§ **Referring expression data**

________________________________________

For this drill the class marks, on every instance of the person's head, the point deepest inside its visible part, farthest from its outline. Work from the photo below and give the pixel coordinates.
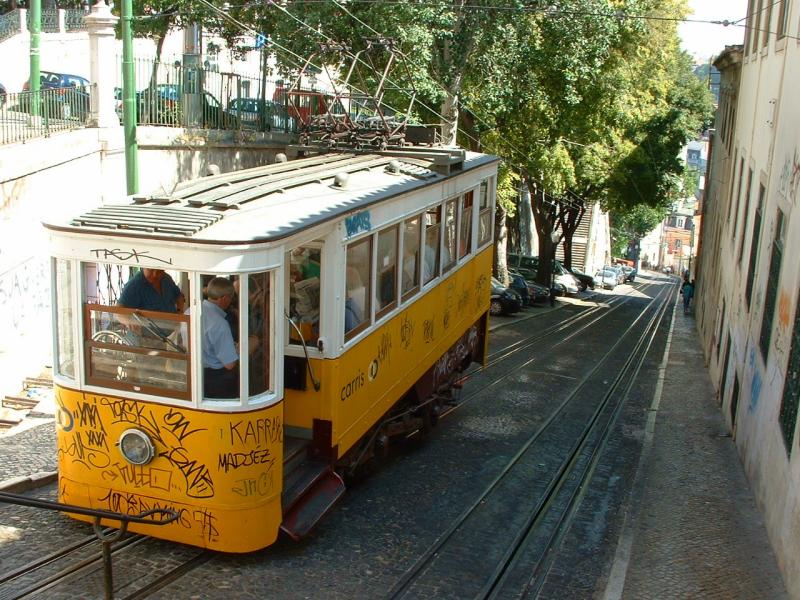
(153, 275)
(221, 292)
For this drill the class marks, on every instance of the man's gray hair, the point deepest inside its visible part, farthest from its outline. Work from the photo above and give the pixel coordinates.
(219, 287)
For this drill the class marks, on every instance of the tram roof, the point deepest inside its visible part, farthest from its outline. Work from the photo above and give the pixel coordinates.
(275, 201)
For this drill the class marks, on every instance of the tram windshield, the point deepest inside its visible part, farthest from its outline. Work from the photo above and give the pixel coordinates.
(137, 331)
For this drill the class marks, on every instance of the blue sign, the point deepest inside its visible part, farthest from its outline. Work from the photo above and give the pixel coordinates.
(358, 223)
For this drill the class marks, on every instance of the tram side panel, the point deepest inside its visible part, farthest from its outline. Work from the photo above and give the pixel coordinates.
(221, 472)
(364, 383)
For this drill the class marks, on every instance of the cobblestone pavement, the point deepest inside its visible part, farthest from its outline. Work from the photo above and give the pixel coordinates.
(30, 451)
(697, 533)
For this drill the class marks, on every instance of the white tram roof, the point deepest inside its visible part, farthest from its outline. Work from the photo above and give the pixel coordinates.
(275, 201)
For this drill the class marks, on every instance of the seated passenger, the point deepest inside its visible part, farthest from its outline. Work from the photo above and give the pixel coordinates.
(220, 355)
(354, 300)
(152, 289)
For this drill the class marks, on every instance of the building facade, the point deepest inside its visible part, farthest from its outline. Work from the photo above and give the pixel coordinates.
(748, 283)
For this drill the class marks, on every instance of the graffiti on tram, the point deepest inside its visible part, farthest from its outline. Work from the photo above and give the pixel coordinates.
(198, 456)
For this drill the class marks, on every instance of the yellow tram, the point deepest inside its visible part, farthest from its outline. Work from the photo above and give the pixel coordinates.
(355, 288)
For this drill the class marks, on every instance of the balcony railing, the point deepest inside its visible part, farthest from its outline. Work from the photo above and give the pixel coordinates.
(27, 115)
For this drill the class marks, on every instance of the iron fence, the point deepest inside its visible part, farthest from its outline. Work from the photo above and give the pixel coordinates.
(49, 20)
(27, 115)
(9, 24)
(73, 20)
(170, 94)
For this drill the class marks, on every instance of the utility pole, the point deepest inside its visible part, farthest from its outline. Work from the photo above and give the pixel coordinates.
(128, 101)
(35, 84)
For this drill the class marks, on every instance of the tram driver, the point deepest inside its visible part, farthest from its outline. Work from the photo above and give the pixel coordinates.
(152, 289)
(220, 355)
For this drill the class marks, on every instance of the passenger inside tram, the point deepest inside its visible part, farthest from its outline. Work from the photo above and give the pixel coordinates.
(220, 355)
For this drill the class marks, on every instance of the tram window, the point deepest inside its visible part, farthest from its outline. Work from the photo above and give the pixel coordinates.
(484, 214)
(305, 265)
(411, 241)
(258, 332)
(433, 225)
(449, 256)
(386, 273)
(65, 315)
(219, 315)
(133, 348)
(357, 294)
(465, 232)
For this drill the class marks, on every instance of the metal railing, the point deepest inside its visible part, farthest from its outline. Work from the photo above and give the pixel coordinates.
(73, 20)
(27, 115)
(52, 22)
(9, 24)
(49, 20)
(158, 516)
(171, 95)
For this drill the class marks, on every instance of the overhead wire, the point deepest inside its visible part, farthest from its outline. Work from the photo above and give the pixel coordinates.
(300, 60)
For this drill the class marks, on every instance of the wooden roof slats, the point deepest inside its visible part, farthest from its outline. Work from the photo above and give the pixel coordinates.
(177, 221)
(190, 188)
(218, 193)
(272, 185)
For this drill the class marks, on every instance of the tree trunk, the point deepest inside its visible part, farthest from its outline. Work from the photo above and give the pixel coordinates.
(545, 217)
(569, 219)
(525, 223)
(500, 245)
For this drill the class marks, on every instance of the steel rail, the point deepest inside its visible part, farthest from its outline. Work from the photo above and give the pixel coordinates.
(532, 341)
(49, 582)
(494, 588)
(171, 576)
(405, 582)
(615, 303)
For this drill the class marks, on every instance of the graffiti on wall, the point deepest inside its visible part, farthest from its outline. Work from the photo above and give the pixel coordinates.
(24, 297)
(790, 176)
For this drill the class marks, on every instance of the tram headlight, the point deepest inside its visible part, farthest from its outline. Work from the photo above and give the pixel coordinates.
(136, 447)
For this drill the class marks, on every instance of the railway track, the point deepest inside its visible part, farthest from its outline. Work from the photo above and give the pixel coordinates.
(545, 342)
(76, 571)
(534, 498)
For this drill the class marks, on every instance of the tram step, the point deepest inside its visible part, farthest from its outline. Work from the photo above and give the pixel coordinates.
(299, 480)
(314, 504)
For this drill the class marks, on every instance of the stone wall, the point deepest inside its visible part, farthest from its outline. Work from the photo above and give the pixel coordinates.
(56, 178)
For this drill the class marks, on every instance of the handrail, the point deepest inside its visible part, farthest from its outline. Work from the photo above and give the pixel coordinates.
(105, 537)
(171, 515)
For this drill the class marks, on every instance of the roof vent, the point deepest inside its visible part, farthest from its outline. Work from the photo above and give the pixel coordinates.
(340, 180)
(394, 167)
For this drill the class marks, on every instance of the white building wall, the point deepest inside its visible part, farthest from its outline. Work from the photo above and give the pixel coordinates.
(767, 135)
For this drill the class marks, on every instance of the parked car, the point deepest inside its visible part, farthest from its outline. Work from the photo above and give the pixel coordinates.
(262, 115)
(618, 271)
(630, 273)
(563, 280)
(69, 100)
(536, 292)
(585, 281)
(607, 278)
(504, 301)
(518, 284)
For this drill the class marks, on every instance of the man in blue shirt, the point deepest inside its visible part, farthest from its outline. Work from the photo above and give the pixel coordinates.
(220, 355)
(152, 289)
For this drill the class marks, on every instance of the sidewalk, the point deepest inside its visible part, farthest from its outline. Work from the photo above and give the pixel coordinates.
(694, 530)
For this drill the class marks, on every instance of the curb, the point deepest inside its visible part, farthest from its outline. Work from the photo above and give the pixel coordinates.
(18, 485)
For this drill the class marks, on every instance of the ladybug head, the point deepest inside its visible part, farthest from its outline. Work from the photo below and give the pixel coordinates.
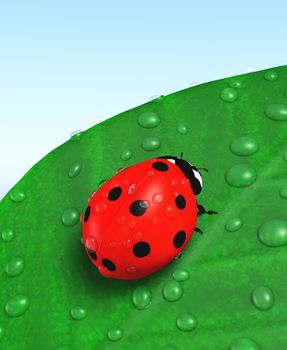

________________________________________

§ **Task description**
Return every entry above word for word, leaving pictures out.

§ **Answer to this task**
For this drill the class marks, on every instance of the person's head, the point deepest inside its visible part, farthest from its outline. Work from the photo below and give the pixel coordinates.
(153, 275)
(221, 292)
For this drill the class marks, on every instance of the man's gray hair, the point deepest inside its visible part, farthest from its outline. Work from the photo above and give the pixel coordinates.
(219, 287)
For this drill the class marks, on every instance of the tram roof, the point deepest inside its visible part, farthest from its outline. Work from the photo above and give the pixel coordinates.
(275, 201)
For this drill the class marks, on every instance of the tram windshield, the point deepest inside its visible part, farthest from its outline. Work from the photo above and give the pixel coordinates.
(137, 331)
For this drill the class marks, on every instance of the blue sign, the point deepest inside its visible part, farthest from its outline. Work from the photo above and give the pixel coordinates.
(358, 223)
For this drill the class marks, on every instance of the tram side panel, the point deepest inside its visible part, farthest from its outline. Work from the photo above and give the pixel coordinates.
(221, 472)
(364, 383)
For this drill the class marks, on every instance of the cobblestone pavement, the point deepest inside its visible part, farthest from its outline. Work from the photo above and give the pixel coordinates.
(30, 451)
(697, 533)
For this drill the class marks, on every instance of the white tram roof, the point deepest inside its visible part, farthest from its outline. Work from the photo above and give the pixel coordinates.
(275, 201)
For this drill the class marks, on every instance of the seated passenger, the point deepest inside its visible part, farthest from its outline. Work from the photo above and give the pixel coordinates.
(220, 355)
(354, 300)
(152, 289)
For this drill the class marks, on every instance of the building facade, the point deepest inside its visible part, farthest from its outline. Work from the photo above and give the pixel coordinates.
(748, 283)
For this drill the class marks, on every instance of the graffiti on tram, the point deepest inside its visible part, farthest from its outline. Work from the photo above and give the pixel coordinates.
(198, 456)
For this drill the class marks, on every instance of the yellow tram, the point deepest inside its visible part, farthest from its outline. Work from the photo above and give the pixel coordinates.
(355, 288)
For this drill the class marks, on every instance of the balcony railing, the point deepest inside its visible part, farthest from its outline. Work from the photo above and give the pixel coordinates.
(27, 115)
For this drill the class marks, on every instance of the iron fence, the point deepest inside its visible part, farthest from its outline. Work from the photo above and give the pixel coordinates.
(49, 20)
(27, 115)
(9, 24)
(73, 20)
(170, 94)
For this drill the class marks, on every instance of the utility pole, the point deepest inside its visible part, farthest from its outline. Work from the photo above and give the pixel coordinates.
(128, 101)
(35, 84)
For this drill the class marks, on every instance of the tram driver, the point deepest inside its visible part, farthest from its outline. Work from the photo above and give the pixel coordinates.
(152, 289)
(220, 355)
For this drill the class marks, on every instance of the passenger inside tram, the point deepest inside its visible part, farthest from its outline. Work from the photo above and give the pixel coordinates.
(220, 355)
For this drill the class marks, on every instance of the tram window, the point deepest inside its visible part, farthest from its outline. Work from the photo above and give the pixel coordinates.
(484, 214)
(305, 265)
(411, 241)
(258, 332)
(433, 225)
(449, 256)
(386, 273)
(65, 315)
(219, 315)
(133, 348)
(357, 294)
(465, 232)
For this drill the class marks, on every instance of the metal railing, the point deepest inside its visible part, farthest from its outline. Work from the photo above and give the pixel coordinates.
(73, 20)
(27, 115)
(52, 22)
(9, 24)
(49, 20)
(158, 516)
(171, 95)
For this drill the class marks, on every instance of the overhead wire, the point deepest inside its visible part, farthest from its outline. Work from the photo above and give the pixel coordinates.
(300, 60)
For this drill the class marks, on every instance of the wooden roof slats, the point deepest inside its visible part, farthest from its outline. Work from the photo above and give the pixel coordinates.
(177, 221)
(190, 188)
(218, 193)
(272, 185)
For this drill the class marks, on every instance of the tree trunk, the point deepest inside its visible part, farthest from its outline. Work from the photo above and give the pixel coordinates.
(545, 217)
(569, 219)
(525, 223)
(500, 245)
For this drill the class marks, on every instance of the steel rail, the point deepest inside its visible part, farthest from its outline. Work from the photo above and give the pixel coordinates.
(532, 341)
(49, 582)
(494, 588)
(171, 576)
(405, 582)
(615, 303)
For this drill the class marks, on every instance of the graffiti on wall, the point deepest inside its visible part, farthest from its outline. Work from the photo above and give the pixel coordinates.
(24, 297)
(790, 176)
For this drill the class marks, on every instance of the tram headlight, the point deepest inside its visible part, farthest from its outline. Work from the photo above and give the pixel coordinates.
(136, 447)
For this drill the class marks, on every instance of the railway track, the point deepest inside its visible part, farthest from its outline. Work from the photo above and give the pixel coordinates.
(545, 342)
(76, 571)
(534, 498)
For this drill the class marks, on every instance of the tram step, the point deepest inside its visible part, farthest from its outline. Work from the photo above and give the pixel coordinates.
(299, 480)
(314, 504)
For this drill the class marks, on every instance of the stone wall, the point deepest inside its visible part, farthest from its outline. Work from the photo above and give the pixel coordinates.
(56, 178)
For this drill the class marks, on every instance of the handrail, the point deepest inside its visible part, farthest from its outline. Work from the photo above and give the pixel coordinates.
(105, 537)
(171, 515)
For this drill the class marks, on every instance of the roof vent, the point deepest inside its visible part, farthest from its outline. Work from the photo above and give the pixel coordinates.
(340, 180)
(394, 167)
For this drill the class marks, on every instance of the white building wall, the point deepest inside its visible part, farthest from its outline. Work from the photo above and give the pixel coordinates.
(767, 135)
For this drill the class marks, on every instance of the parked car, the point deepest inside its visible part, farthest from its outline. Work from the photo above and give the pixel coordinates.
(262, 115)
(618, 271)
(630, 273)
(563, 280)
(69, 100)
(536, 292)
(585, 281)
(607, 278)
(504, 301)
(518, 284)
For this drill the class marks, on every instance of the man in blue shirt, the point deepest inside its visible part, farthest from its outline. Work from the photo above and give the pixel coordinates.
(220, 355)
(152, 289)
For this drill the class marks, on every instance of the sidewalk, the point deepest inside its visible part, farthest from its outline. Work from the photo above and give the pixel coordinates.
(694, 530)
For this drill the class marks, on every instance of the curb, the point deepest inside its visible part, farthest from its outline. Work from the photo above and give the pixel coordinates.
(18, 485)
For this drill the class marks, on every instance of the ladybug head, the point deepest inside its visible part, farthest from its outline. Work from the photo below and give the pixel coordinates.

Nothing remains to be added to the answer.